» WHAT THE TASK ASKS:
Please swap "Guideline" for "Instruction" in every one of the entries below and leave all other text unchanged.

──────── EXTRACTED DATA ────────

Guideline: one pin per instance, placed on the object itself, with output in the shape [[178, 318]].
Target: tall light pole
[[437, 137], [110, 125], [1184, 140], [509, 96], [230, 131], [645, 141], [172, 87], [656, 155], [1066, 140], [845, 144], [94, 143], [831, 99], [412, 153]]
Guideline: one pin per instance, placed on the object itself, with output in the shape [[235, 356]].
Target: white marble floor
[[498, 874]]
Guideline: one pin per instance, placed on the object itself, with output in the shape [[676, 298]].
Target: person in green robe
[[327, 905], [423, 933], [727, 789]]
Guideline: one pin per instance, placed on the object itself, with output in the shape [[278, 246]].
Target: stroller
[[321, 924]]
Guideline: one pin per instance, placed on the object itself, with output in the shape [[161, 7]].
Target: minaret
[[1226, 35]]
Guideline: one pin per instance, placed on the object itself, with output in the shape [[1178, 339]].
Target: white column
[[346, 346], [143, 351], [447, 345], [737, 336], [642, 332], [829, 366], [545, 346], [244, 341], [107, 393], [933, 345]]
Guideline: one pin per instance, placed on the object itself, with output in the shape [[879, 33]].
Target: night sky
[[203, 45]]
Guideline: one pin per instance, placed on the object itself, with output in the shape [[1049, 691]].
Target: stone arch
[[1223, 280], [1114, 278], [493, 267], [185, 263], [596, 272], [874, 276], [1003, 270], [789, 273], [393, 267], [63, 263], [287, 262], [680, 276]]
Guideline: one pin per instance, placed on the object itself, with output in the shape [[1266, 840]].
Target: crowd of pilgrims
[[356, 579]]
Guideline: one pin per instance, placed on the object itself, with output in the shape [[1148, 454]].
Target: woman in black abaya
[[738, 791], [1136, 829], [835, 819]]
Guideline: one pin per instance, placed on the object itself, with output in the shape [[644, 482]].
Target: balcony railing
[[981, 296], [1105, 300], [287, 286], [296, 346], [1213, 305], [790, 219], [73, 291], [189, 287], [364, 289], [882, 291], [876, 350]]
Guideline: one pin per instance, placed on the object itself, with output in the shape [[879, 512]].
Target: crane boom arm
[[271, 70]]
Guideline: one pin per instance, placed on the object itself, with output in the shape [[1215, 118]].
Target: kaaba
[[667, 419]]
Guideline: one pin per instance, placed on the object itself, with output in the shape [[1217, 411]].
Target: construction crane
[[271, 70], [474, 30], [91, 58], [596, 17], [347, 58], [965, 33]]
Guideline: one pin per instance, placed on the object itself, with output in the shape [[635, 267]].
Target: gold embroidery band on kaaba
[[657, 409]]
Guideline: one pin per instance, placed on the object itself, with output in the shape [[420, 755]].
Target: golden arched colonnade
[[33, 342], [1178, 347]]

────────

» OUTPUT BELOW:
Instruction: one pin per instance, placed on the object itself, with output in the shape [[178, 318]].
Target: tall light pole
[[437, 137], [110, 125], [1184, 140], [509, 96], [230, 131], [645, 141], [172, 87], [656, 155], [1066, 140], [845, 144], [94, 143], [831, 99], [412, 153]]
Instruction: one pin per instance, placed on the object itself, with output in the shape [[235, 356]].
Target: white marble floor
[[498, 874]]
Instruction: one pin per instance, placed on the object itself, with output in the shape [[676, 298]].
Target: person in green robe
[[327, 905], [423, 933], [727, 789]]
Instruction: one pin per instance, placed on the object itself, with output in the shape [[278, 246]].
Target: stroller
[[321, 924]]
Instruction: one pin per instance, placed on the object itself, with output in the shape [[161, 7]].
Target: minaret
[[1226, 35]]
Instruction: one pin per instance, placed on the object itself, with output in the shape [[1178, 339]].
Target: white column
[[346, 346], [143, 351], [447, 345], [737, 336], [642, 332], [829, 366], [545, 346], [244, 341], [107, 393], [933, 345]]
Instruction: one pin per instance, placed on the object itself, with output in the shape [[879, 33]].
Target: night sky
[[203, 45]]
Instruction: one pin per instance, placed on the object itself, with output in the shape [[1049, 691]].
Target: stone arch
[[1223, 280], [1114, 278], [493, 267], [185, 263], [596, 272], [874, 276], [1003, 270], [789, 273], [393, 267], [63, 263], [287, 262], [680, 276]]
Instruction: one pin per instance, placed on the object itself, with output in the shape [[1266, 840]].
Target: crowd of pilgrims
[[356, 579]]
Instruction: one pin per instance, placed on the object itself, with output in the shape [[1148, 454]].
Target: woman in black abaya
[[738, 791], [1136, 829], [835, 819]]
Instruction: one pin per instance, placed on the object itself, with output in the shape [[644, 482]].
Target: balcony railing
[[981, 296], [1105, 300], [287, 286], [296, 346], [1213, 305], [790, 219], [73, 291], [189, 287], [364, 289], [882, 291], [876, 350]]
Instruction: one pin per instance, placed on the object itself, with output in the shape [[879, 512]].
Target: crane boom arm
[[271, 70]]
Instruction: one pin per instance, placed on the object itself, with output in the shape [[1215, 118]].
Target: kaaba
[[667, 419]]
Instruction: one pin per instance, placed on the object itself, with output in the shape [[1217, 411]].
Target: construction crane
[[271, 70], [474, 30], [91, 58], [596, 17], [347, 58], [965, 33]]
Instruction: one pin per instance, placed on the object itself, with output in the shape [[635, 267]].
Target: gold embroidery band on kaaba
[[657, 409]]
Instruction: one pin per instance, placed on the object itself, with output in the shape [[420, 755]].
Target: golden arched colonnade
[[33, 342], [1178, 347]]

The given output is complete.